EXERCISE DETAILS: Retype the records below word for word and omit any image.

[START OF RECORDS PROVIDED]

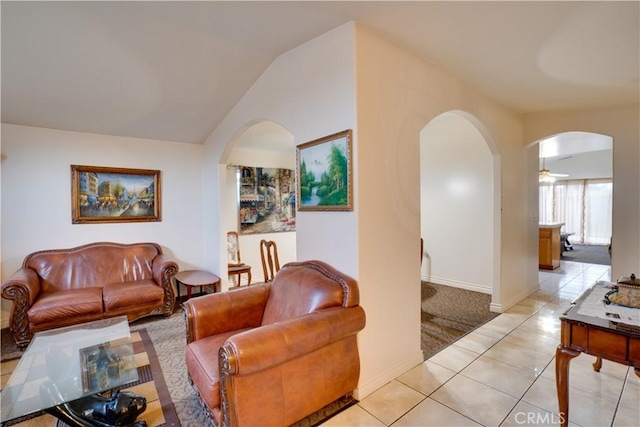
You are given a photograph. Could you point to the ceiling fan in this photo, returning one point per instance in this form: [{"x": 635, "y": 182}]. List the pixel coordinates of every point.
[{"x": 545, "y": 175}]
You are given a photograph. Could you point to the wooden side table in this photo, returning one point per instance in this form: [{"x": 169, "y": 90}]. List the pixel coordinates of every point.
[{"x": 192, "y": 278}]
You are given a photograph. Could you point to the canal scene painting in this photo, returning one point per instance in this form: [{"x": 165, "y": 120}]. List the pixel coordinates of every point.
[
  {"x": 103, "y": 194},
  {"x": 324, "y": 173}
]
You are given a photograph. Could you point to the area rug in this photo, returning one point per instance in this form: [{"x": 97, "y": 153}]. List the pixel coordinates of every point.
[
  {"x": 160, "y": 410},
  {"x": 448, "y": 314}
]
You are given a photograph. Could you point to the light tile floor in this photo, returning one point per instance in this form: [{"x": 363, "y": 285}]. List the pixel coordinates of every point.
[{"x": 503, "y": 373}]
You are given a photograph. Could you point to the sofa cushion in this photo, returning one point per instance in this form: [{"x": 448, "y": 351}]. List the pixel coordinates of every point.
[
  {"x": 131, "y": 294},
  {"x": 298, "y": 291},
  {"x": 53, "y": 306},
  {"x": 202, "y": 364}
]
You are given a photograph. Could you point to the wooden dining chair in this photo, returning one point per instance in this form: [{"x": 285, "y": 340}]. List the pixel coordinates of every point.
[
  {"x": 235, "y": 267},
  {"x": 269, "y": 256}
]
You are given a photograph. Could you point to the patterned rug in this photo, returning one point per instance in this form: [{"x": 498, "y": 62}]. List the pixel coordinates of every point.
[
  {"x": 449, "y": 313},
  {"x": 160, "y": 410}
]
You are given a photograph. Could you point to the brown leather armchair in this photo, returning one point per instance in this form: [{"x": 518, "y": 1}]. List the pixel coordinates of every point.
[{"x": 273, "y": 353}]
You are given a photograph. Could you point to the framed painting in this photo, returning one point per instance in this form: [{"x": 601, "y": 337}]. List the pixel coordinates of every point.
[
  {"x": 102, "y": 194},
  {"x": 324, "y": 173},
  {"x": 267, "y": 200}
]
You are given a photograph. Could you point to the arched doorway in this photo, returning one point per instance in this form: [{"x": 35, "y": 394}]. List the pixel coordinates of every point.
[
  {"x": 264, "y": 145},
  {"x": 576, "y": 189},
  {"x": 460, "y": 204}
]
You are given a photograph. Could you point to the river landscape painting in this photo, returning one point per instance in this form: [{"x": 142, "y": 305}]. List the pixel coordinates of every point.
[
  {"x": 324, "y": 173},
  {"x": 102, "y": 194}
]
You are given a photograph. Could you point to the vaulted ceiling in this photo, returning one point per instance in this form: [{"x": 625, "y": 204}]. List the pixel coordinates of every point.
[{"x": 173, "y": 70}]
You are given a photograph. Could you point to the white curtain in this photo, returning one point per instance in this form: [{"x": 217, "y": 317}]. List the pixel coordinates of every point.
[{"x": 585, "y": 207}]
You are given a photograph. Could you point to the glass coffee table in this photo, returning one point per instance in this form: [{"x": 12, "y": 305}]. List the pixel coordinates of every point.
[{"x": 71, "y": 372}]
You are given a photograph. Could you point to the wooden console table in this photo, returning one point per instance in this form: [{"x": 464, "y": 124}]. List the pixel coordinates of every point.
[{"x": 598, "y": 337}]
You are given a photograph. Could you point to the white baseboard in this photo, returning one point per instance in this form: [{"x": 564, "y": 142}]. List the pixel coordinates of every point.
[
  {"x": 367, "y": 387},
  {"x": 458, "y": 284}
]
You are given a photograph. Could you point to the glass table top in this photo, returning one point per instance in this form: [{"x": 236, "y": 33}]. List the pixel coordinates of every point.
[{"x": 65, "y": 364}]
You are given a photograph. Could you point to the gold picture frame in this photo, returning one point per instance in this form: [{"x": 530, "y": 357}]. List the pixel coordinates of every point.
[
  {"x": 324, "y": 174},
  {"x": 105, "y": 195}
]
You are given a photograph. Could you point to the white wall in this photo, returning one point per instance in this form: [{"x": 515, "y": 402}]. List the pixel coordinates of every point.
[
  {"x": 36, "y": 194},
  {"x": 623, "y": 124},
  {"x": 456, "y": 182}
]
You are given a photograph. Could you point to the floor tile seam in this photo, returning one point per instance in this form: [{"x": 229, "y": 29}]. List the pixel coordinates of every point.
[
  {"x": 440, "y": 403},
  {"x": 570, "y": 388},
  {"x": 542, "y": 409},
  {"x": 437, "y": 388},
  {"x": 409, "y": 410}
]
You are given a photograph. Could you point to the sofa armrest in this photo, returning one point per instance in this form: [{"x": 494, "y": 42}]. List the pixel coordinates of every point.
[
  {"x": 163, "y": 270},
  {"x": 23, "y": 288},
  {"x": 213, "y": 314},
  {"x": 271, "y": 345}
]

[END OF RECORDS PROVIDED]

PROBLEM SOLUTION:
You are given a photograph. Could you point to the ceiling fan in this photo, returning one point per instance in this form: [{"x": 635, "y": 182}]. List the pixel coordinates of every point.
[{"x": 545, "y": 175}]
You are given a photograph. Could you point to the wooden side table in this photo, returning one point per instance in this form: [{"x": 169, "y": 90}]. List the pixel coordinates of every point.
[{"x": 192, "y": 278}]
You are given a photograph. Could you point to the canal scene painting in this photo, returning one point per instance in this form: [{"x": 165, "y": 120}]. List the pixel coordinates of every point.
[
  {"x": 103, "y": 194},
  {"x": 324, "y": 173}
]
You are given a photograph. Could you point to the area rug in this photo, returning one point per instance in this form: [{"x": 97, "y": 153}]. List the pixel coordinates of every point.
[
  {"x": 160, "y": 410},
  {"x": 448, "y": 314}
]
You are given a photograph. Could you point to the light tile floor in this photo, returning one point per instance in this form: [{"x": 363, "y": 285}]. List the pixel coordinates of every point.
[{"x": 503, "y": 373}]
You are given a photograph. Could you point to the sofa cushion in this photo, returning one point per instance in this form: [{"x": 448, "y": 351}]. List the pixel coordinates of every point.
[
  {"x": 131, "y": 294},
  {"x": 298, "y": 291},
  {"x": 53, "y": 306},
  {"x": 202, "y": 364}
]
You are given a photograph. Could you point to the wooden dining chair in this photo, returning one point per instance in this form: [{"x": 285, "y": 340}]. List the pixel coordinates of every point.
[
  {"x": 235, "y": 267},
  {"x": 269, "y": 256}
]
You are given a photograph. Could you point to the patterned rug in this photo, returning one point per instance in this form: [{"x": 498, "y": 62}]. List the pixel coordinates of every point.
[
  {"x": 449, "y": 313},
  {"x": 160, "y": 410}
]
You are given a photograph. Could you point to the brown leather armchair in this photo, returning one point per instance in this form: [{"x": 518, "y": 1}]. List the pixel coordinates of every point.
[{"x": 273, "y": 353}]
You are given a photograph. Could you point to the framed painting in this photo, returning one point per instance in this form: [{"x": 601, "y": 337}]. List the pixel coordinates of every point.
[
  {"x": 102, "y": 194},
  {"x": 324, "y": 173},
  {"x": 267, "y": 200}
]
You are given a photograph. Could you point to the arched doorway in this photo, returning one point per instance in this form: [{"x": 35, "y": 394}]. List the pixel coordinates of every point.
[
  {"x": 264, "y": 145},
  {"x": 576, "y": 189},
  {"x": 460, "y": 204}
]
You are given a photograph. Could you point to the river landscape painting in this photo, returning one point per instance in this form: [{"x": 142, "y": 305}]. List the pixel coordinates of every point.
[
  {"x": 324, "y": 173},
  {"x": 102, "y": 194}
]
You are given a photograph. Could you point to the vaulted ceiling in this photo, returning one point per instance in this form: [{"x": 625, "y": 204}]. List the pixel coordinates of every point.
[{"x": 173, "y": 70}]
You are given a photograph. Could you point to the white curtain in this photo, returning one point per instance in this form: [{"x": 217, "y": 317}]. List the pixel coordinates of every point.
[{"x": 585, "y": 207}]
You are given a photograph. Could you point to the glass coffee table in this photo, returning one point per instance in this form: [{"x": 12, "y": 305}]. List the pixel coordinates of every point.
[{"x": 71, "y": 372}]
You are given a photograph. Could you point to the wooden console table in this photo, returning one point per instance in this form: [{"x": 464, "y": 124}]. List the pixel coordinates of every point.
[{"x": 598, "y": 337}]
You are given a photograph. Could you point to the white baseboard in this photo, returning one point per instance in this form: [{"x": 564, "y": 142}]. List the pixel coordinates of every point.
[
  {"x": 367, "y": 387},
  {"x": 458, "y": 284}
]
You are given a photograph. Could you point to the glass table top in this photo, returning one point per instance in this form: [{"x": 236, "y": 33}]. List the pixel coordinates of every point.
[{"x": 65, "y": 364}]
You are given a photograph. Could you point to the gold picture frame in this photo, returning one point per instance in this form: [{"x": 530, "y": 357}]. List the pixel coordinates of every point.
[
  {"x": 324, "y": 174},
  {"x": 105, "y": 195}
]
You are given a photograph. Could you point to the white wall in this photo, returning one point per instance in this form: [{"x": 515, "y": 402}]. List the pixel coordinates of every point.
[
  {"x": 36, "y": 194},
  {"x": 623, "y": 124},
  {"x": 456, "y": 182}
]
You are given a photograph. Could you point to the floor tile seam in this photo, returning one point per instance in this form: [{"x": 229, "y": 29}]. List the pixel coordinates of every point.
[
  {"x": 440, "y": 403},
  {"x": 570, "y": 388},
  {"x": 542, "y": 409},
  {"x": 437, "y": 388},
  {"x": 409, "y": 410}
]
You are given a photograph. Could you point to the sofa armrest in this photo, returning one point per instance in this form: [{"x": 494, "y": 42}]. List the pixel coordinates of every point.
[
  {"x": 163, "y": 270},
  {"x": 23, "y": 288},
  {"x": 213, "y": 314},
  {"x": 271, "y": 345}
]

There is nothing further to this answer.